◆ EXERCISE DATA ◆
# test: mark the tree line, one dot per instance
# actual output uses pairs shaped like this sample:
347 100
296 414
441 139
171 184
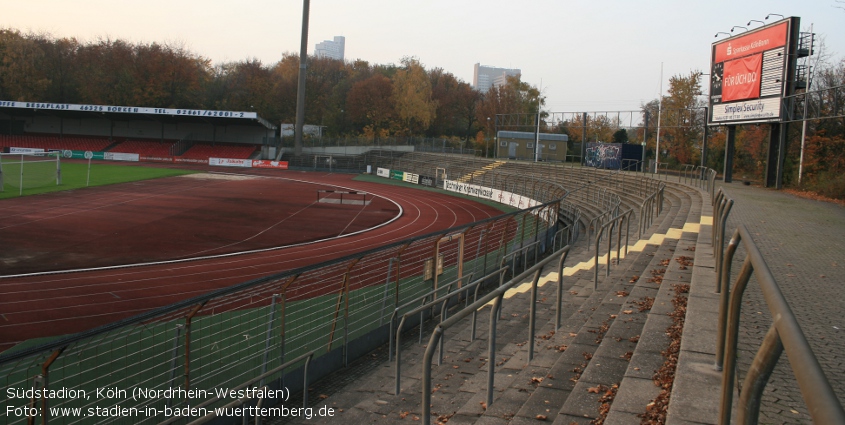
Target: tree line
360 99
354 98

◆ REQUIREMENT ◆
Looking at the records above, extract only the lines from the one with "# actual output" through the last line, exactly, with the pictures left out.

◆ WORKED SOLUTION ◆
# actual output uses pairs shaped like this sample:
347 100
296 414
441 139
171 184
Target: tree line
360 99
354 98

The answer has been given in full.